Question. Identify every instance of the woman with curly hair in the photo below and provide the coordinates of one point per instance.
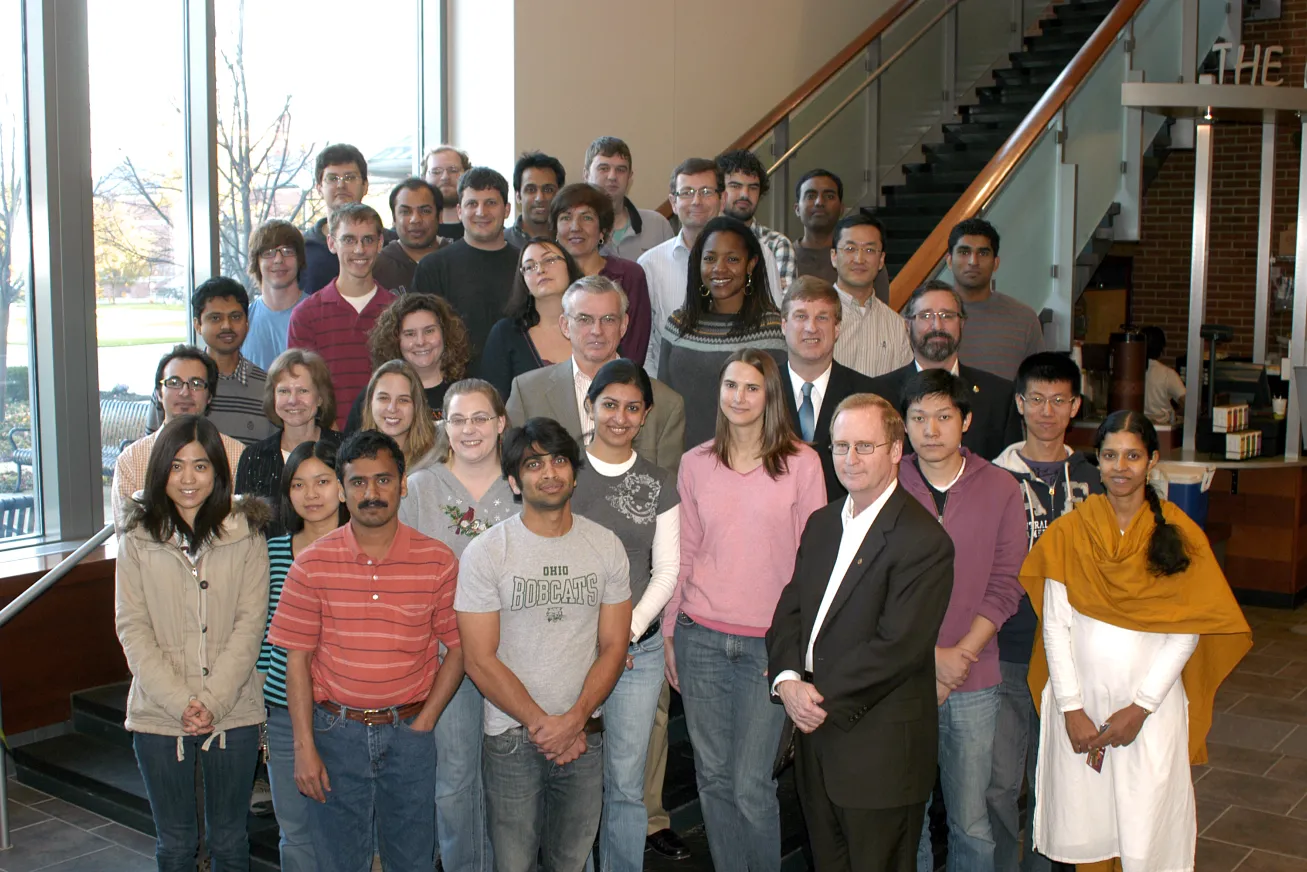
(429, 335)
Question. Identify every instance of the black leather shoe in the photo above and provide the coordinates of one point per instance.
(667, 843)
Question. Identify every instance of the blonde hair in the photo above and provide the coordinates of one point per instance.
(421, 436)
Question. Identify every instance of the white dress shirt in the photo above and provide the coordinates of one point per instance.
(820, 385)
(850, 541)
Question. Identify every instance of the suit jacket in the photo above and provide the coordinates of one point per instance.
(549, 392)
(995, 422)
(873, 660)
(843, 382)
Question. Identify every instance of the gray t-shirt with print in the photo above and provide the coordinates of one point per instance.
(548, 592)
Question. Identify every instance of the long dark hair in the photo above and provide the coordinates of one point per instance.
(158, 514)
(757, 301)
(1167, 553)
(324, 451)
(522, 305)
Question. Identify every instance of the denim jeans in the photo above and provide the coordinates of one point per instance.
(735, 730)
(967, 722)
(537, 811)
(386, 770)
(290, 805)
(1014, 747)
(460, 805)
(228, 768)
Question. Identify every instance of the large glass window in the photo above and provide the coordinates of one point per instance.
(140, 220)
(18, 514)
(285, 93)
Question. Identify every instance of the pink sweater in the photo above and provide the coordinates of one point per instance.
(739, 539)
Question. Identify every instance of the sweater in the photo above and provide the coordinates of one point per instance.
(986, 518)
(692, 365)
(735, 562)
(192, 629)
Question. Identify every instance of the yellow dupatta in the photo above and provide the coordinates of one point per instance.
(1107, 578)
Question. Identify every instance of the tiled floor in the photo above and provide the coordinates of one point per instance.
(50, 834)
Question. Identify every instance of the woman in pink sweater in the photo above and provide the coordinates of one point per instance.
(745, 497)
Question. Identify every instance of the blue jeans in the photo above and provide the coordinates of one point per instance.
(292, 807)
(1014, 747)
(628, 722)
(386, 770)
(170, 787)
(460, 804)
(735, 730)
(537, 811)
(967, 722)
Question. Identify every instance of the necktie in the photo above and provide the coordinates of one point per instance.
(807, 422)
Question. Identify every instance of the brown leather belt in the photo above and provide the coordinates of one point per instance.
(374, 717)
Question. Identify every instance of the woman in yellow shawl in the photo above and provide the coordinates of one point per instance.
(1139, 630)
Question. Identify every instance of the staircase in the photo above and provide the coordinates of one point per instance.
(931, 187)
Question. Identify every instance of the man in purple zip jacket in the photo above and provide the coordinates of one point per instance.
(980, 507)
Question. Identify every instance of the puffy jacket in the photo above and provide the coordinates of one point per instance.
(194, 630)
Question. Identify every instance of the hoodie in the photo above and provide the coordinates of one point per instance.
(984, 518)
(1078, 480)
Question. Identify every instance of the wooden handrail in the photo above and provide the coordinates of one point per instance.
(813, 84)
(1012, 152)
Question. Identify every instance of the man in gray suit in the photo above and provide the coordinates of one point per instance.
(595, 320)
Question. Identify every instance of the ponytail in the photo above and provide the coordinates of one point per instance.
(1166, 552)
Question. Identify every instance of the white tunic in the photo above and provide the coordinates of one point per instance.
(1141, 805)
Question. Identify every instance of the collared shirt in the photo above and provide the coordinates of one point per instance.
(130, 472)
(818, 394)
(872, 337)
(373, 625)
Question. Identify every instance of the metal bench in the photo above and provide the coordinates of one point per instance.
(120, 424)
(17, 515)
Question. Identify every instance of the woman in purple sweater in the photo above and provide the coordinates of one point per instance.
(745, 498)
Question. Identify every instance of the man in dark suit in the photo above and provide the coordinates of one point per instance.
(852, 649)
(813, 382)
(933, 317)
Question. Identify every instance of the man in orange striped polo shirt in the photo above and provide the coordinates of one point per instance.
(361, 615)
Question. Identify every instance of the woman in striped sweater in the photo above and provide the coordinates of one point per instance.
(727, 307)
(310, 509)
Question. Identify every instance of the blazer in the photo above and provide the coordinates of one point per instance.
(873, 660)
(843, 382)
(550, 392)
(995, 422)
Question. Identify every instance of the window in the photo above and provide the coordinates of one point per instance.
(139, 208)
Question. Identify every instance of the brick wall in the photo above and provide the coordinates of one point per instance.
(1161, 272)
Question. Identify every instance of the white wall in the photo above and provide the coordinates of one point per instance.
(675, 79)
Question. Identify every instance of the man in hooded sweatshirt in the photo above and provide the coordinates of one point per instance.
(980, 507)
(1054, 480)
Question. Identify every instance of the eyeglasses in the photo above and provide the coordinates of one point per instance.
(688, 194)
(532, 267)
(1058, 402)
(476, 420)
(588, 320)
(864, 449)
(177, 383)
(944, 318)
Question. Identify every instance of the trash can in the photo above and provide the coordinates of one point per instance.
(1187, 486)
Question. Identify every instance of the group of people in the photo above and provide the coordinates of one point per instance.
(441, 524)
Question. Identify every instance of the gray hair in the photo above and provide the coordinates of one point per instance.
(594, 285)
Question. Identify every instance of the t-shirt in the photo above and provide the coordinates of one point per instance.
(475, 281)
(629, 505)
(267, 336)
(548, 592)
(999, 334)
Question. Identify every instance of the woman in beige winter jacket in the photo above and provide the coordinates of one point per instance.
(192, 599)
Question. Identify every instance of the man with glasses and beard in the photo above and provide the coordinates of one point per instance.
(933, 318)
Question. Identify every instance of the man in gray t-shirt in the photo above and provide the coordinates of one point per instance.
(544, 609)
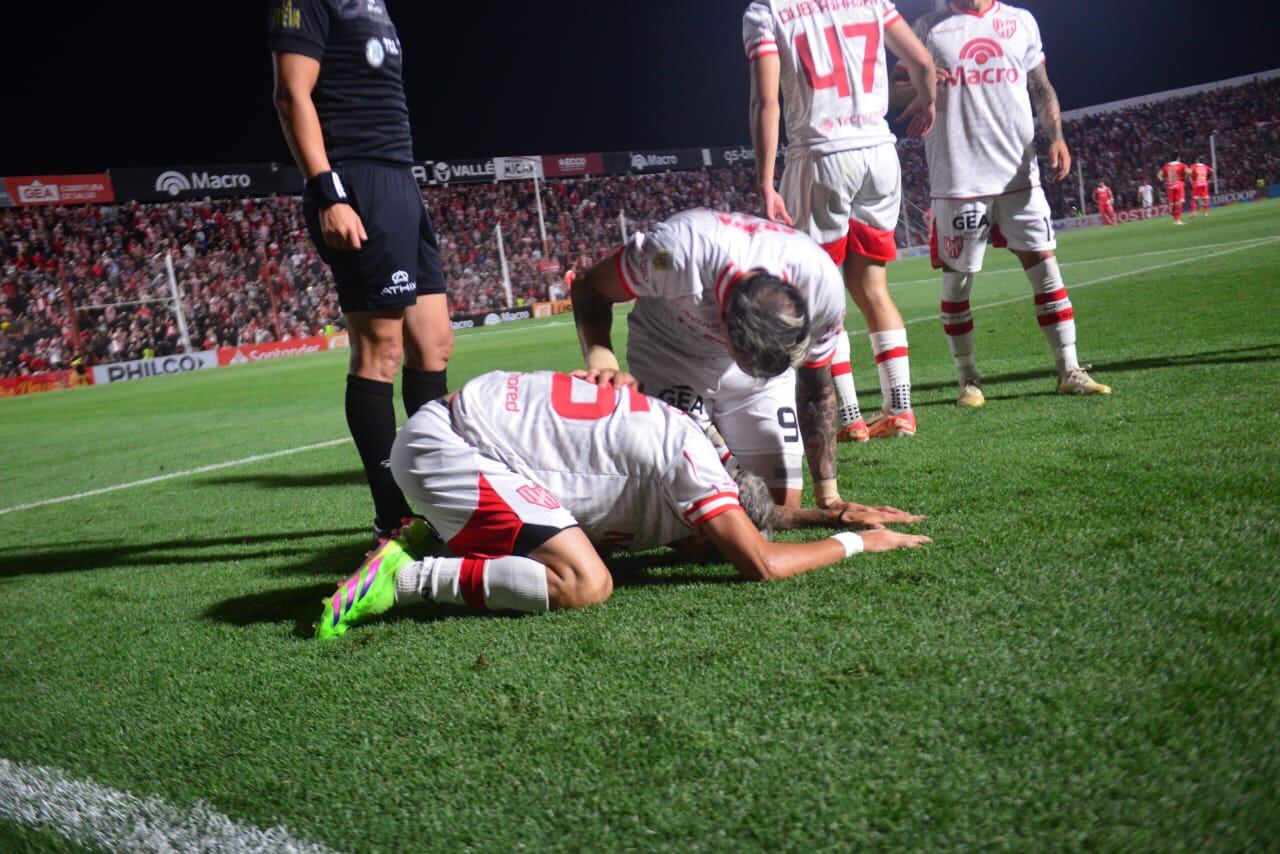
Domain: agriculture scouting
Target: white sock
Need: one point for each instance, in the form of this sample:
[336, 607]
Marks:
[895, 369]
[1054, 313]
[958, 322]
[507, 583]
[842, 371]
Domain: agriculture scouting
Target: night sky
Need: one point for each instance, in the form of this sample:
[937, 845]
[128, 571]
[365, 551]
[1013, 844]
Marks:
[152, 83]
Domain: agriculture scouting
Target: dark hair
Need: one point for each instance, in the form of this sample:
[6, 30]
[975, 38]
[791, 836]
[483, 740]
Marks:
[767, 320]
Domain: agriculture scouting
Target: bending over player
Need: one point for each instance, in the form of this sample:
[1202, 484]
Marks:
[986, 179]
[726, 306]
[524, 475]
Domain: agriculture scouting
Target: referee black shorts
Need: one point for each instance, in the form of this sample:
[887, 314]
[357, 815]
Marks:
[401, 259]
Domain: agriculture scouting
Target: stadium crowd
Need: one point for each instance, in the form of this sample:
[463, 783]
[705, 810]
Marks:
[248, 273]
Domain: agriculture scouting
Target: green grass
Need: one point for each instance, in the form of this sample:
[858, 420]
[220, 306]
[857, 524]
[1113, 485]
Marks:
[1087, 657]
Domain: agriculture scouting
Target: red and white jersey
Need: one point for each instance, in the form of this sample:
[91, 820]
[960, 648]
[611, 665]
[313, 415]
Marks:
[1173, 173]
[682, 270]
[634, 471]
[835, 76]
[984, 138]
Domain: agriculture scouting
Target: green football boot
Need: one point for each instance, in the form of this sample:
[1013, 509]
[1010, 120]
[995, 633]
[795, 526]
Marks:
[366, 594]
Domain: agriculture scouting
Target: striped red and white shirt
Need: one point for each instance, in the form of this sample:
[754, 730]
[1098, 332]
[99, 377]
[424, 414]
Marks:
[835, 76]
[632, 470]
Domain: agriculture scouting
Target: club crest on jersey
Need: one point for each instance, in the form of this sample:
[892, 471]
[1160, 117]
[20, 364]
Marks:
[538, 496]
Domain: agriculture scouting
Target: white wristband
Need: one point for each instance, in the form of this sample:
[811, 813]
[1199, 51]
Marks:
[851, 542]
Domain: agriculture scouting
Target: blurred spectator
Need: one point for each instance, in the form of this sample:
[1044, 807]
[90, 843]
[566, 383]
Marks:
[233, 256]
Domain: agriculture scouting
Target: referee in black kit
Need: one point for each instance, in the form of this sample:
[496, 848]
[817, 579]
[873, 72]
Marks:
[341, 100]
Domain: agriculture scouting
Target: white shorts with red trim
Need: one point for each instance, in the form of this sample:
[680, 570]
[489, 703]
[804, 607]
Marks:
[478, 505]
[1019, 220]
[757, 418]
[849, 201]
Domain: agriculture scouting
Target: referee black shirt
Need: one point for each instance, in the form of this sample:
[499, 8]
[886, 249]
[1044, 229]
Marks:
[360, 94]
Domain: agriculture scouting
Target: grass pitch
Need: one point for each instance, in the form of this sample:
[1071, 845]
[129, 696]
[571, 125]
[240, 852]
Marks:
[1087, 656]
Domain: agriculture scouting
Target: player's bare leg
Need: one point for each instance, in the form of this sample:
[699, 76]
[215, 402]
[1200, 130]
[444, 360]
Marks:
[867, 281]
[958, 325]
[1056, 319]
[566, 571]
[428, 346]
[376, 350]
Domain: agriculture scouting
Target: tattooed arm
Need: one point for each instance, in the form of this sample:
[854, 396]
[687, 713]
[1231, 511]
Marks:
[1050, 113]
[816, 403]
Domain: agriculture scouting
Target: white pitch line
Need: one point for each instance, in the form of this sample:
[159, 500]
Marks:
[105, 818]
[173, 475]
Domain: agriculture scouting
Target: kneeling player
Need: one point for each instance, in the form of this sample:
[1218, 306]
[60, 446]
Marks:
[525, 474]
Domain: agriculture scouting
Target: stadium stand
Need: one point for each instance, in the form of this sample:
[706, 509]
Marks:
[248, 272]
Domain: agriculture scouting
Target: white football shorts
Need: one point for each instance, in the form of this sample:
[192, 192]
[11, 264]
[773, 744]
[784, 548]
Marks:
[849, 201]
[1019, 220]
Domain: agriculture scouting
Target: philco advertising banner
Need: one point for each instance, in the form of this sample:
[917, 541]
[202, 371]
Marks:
[176, 183]
[59, 190]
[161, 366]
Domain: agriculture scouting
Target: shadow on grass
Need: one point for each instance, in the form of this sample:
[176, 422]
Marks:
[288, 548]
[1237, 356]
[302, 606]
[282, 480]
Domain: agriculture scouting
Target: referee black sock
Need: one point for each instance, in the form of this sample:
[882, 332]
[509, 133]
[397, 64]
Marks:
[371, 419]
[419, 388]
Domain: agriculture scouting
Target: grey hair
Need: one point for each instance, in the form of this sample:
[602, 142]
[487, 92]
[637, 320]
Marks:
[755, 498]
[767, 320]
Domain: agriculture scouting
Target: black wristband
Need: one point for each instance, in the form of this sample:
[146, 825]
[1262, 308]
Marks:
[327, 190]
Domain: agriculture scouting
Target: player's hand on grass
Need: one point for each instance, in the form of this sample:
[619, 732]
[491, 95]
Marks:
[853, 515]
[1059, 159]
[887, 540]
[775, 209]
[922, 114]
[608, 377]
[342, 228]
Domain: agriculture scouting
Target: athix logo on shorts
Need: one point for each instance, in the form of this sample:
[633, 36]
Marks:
[538, 496]
[982, 53]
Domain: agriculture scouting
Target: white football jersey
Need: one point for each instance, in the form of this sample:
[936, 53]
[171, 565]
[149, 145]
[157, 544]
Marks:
[984, 138]
[835, 77]
[634, 471]
[682, 269]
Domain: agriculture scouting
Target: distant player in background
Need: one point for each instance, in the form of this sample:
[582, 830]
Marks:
[1200, 176]
[1174, 173]
[1106, 202]
[1146, 196]
[842, 183]
[526, 475]
[986, 179]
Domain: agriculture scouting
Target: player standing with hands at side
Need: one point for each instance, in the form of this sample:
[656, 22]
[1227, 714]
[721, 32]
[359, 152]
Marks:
[341, 100]
[842, 182]
[984, 177]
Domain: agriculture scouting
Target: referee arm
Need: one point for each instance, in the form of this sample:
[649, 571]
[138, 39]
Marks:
[295, 78]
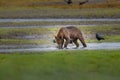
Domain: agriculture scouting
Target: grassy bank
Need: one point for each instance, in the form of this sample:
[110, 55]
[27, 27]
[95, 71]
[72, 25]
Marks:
[61, 65]
[39, 12]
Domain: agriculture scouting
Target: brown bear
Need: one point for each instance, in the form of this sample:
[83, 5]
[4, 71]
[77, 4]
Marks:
[68, 35]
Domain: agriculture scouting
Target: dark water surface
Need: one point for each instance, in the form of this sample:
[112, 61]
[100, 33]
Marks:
[55, 20]
[52, 47]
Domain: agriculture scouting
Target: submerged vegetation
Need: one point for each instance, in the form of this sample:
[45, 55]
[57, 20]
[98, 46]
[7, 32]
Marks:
[61, 65]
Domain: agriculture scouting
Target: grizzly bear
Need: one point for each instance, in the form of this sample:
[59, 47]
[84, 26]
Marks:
[68, 35]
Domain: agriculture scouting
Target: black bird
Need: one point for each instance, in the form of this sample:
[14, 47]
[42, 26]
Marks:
[99, 37]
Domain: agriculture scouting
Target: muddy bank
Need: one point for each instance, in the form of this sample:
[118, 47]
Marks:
[52, 47]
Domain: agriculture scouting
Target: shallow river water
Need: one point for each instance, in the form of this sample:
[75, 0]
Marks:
[52, 47]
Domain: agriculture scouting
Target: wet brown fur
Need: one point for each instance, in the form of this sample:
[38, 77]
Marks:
[67, 35]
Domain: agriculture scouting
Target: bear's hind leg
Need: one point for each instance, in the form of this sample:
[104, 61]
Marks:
[66, 43]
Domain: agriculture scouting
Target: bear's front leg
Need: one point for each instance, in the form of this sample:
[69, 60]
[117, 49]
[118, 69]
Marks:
[66, 43]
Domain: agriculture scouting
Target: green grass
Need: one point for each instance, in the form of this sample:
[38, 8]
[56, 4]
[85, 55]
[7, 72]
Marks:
[10, 35]
[61, 65]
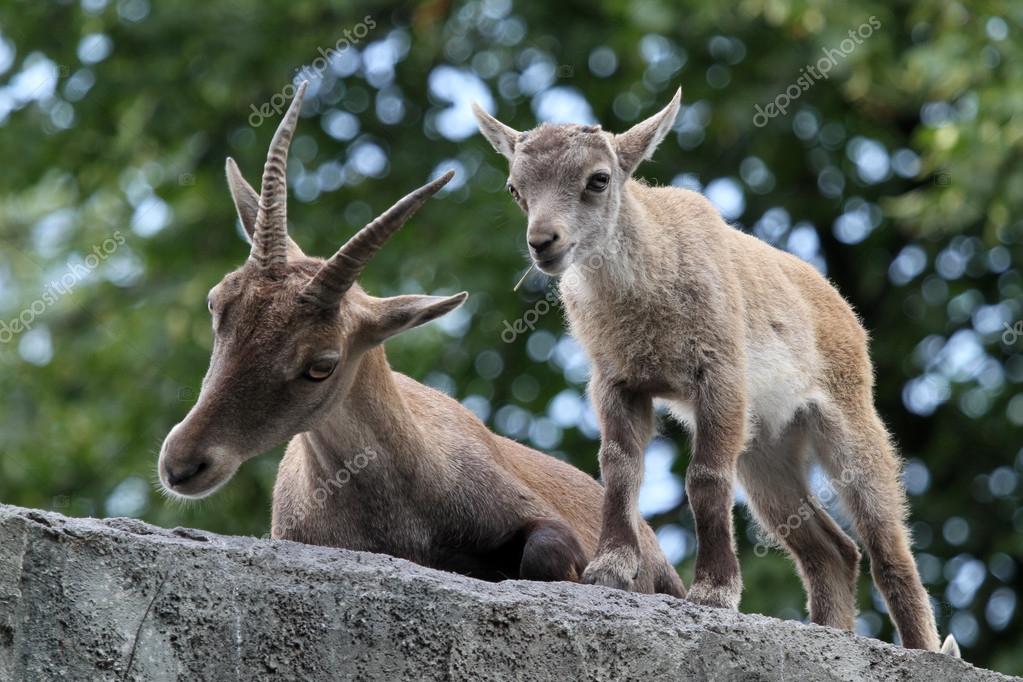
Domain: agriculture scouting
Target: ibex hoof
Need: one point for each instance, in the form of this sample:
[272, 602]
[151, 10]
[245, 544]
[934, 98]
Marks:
[721, 596]
[616, 567]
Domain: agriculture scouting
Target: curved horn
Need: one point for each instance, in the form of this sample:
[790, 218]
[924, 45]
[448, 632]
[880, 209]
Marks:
[338, 274]
[270, 235]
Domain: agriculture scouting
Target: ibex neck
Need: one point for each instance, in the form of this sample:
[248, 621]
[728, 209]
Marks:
[371, 418]
[629, 255]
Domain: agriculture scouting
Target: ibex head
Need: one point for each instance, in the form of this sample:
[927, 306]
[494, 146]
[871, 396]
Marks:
[569, 180]
[288, 330]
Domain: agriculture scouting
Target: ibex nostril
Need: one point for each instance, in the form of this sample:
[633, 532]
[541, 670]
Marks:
[540, 245]
[178, 475]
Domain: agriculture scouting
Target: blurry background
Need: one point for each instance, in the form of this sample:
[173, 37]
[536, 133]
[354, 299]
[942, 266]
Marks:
[899, 175]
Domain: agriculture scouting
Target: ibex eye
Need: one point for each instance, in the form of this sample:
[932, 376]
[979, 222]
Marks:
[598, 182]
[321, 368]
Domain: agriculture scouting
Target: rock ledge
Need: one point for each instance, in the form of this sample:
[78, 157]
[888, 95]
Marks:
[113, 599]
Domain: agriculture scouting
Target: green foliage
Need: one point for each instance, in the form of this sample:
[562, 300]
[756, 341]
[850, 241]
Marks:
[898, 174]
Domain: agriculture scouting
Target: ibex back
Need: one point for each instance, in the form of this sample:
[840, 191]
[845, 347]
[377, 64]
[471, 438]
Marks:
[376, 461]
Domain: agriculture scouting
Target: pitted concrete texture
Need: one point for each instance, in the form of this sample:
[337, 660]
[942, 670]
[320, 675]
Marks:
[115, 599]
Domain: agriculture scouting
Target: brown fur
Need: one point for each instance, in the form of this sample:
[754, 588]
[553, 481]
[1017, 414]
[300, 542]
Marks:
[748, 346]
[375, 461]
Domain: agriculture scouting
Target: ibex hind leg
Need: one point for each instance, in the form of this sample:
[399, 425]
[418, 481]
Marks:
[773, 471]
[857, 454]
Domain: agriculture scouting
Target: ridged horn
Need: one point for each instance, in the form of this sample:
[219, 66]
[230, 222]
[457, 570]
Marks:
[338, 274]
[270, 236]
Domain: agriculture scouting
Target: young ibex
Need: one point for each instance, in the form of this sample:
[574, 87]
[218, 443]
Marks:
[749, 347]
[377, 461]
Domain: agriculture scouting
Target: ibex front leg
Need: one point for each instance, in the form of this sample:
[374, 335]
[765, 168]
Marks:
[709, 483]
[626, 423]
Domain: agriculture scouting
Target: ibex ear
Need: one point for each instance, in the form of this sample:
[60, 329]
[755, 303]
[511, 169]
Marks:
[397, 314]
[638, 142]
[500, 136]
[247, 203]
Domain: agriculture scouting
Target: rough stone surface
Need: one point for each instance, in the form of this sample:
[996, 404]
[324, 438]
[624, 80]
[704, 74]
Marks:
[115, 599]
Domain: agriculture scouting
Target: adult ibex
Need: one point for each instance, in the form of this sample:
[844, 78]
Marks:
[748, 346]
[376, 461]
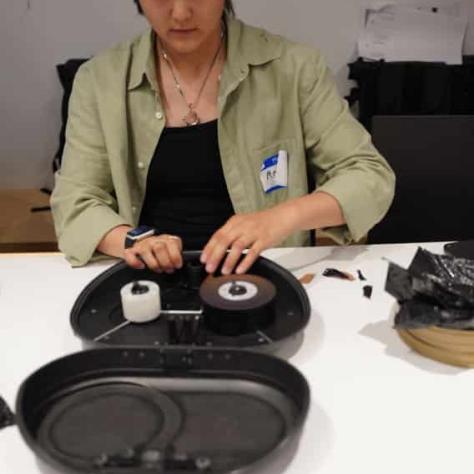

☆ ☆ ☆

Task directions
For the listing above, identify each line bearing "wristband".

Answer space
Target: white wristband
Target: black wristband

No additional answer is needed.